### [THE REQUEST]
Rewrite the rows from the line containing "Outline every instance of the tree" up to and including the line containing "[[[227,169],[178,109],[141,89],[46,168]]]", replacing "wet gravel" with "loose gravel" and leaving all else unchanged.

### [DATA ENTRIES]
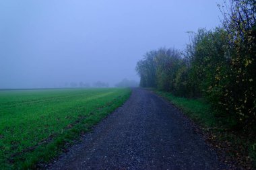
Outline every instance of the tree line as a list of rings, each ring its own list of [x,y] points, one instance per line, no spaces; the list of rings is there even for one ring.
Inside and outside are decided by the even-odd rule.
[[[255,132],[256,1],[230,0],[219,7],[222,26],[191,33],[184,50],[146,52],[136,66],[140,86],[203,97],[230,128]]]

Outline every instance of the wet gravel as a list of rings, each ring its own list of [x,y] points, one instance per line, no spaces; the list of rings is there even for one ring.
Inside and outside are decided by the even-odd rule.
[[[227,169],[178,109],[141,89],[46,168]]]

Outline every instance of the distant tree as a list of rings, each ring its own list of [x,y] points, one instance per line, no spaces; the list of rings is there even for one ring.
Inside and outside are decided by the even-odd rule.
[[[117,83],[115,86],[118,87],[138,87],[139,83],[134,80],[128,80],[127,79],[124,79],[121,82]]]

...

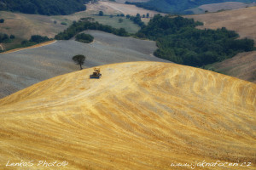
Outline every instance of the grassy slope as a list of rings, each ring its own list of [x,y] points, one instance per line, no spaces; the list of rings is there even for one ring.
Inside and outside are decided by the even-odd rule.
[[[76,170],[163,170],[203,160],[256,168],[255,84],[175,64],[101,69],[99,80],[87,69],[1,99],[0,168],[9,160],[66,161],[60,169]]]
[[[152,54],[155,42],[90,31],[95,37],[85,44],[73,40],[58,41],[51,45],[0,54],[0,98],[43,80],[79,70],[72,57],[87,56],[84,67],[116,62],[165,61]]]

### [FULL RESPONSE]
Outline every instance of the tree line as a list of rings, each ring its own list of [x,y] points, one instance per line, no spaces; the list of rings is there even for one ring.
Inside and outside are decided by the even-odd rule.
[[[255,132],[256,1],[230,0],[219,7],[222,26],[191,33],[184,50],[146,52],[136,66],[140,86],[203,97],[230,128]]]

Outline every instance of the loose gravel as a list of rings, each ring its own list of [x,y] points, one instance per line, no spaces; the list of rings is there even for one ring.
Inside and outside are decided by the even-odd rule.
[[[227,169],[178,109],[141,89],[46,168]]]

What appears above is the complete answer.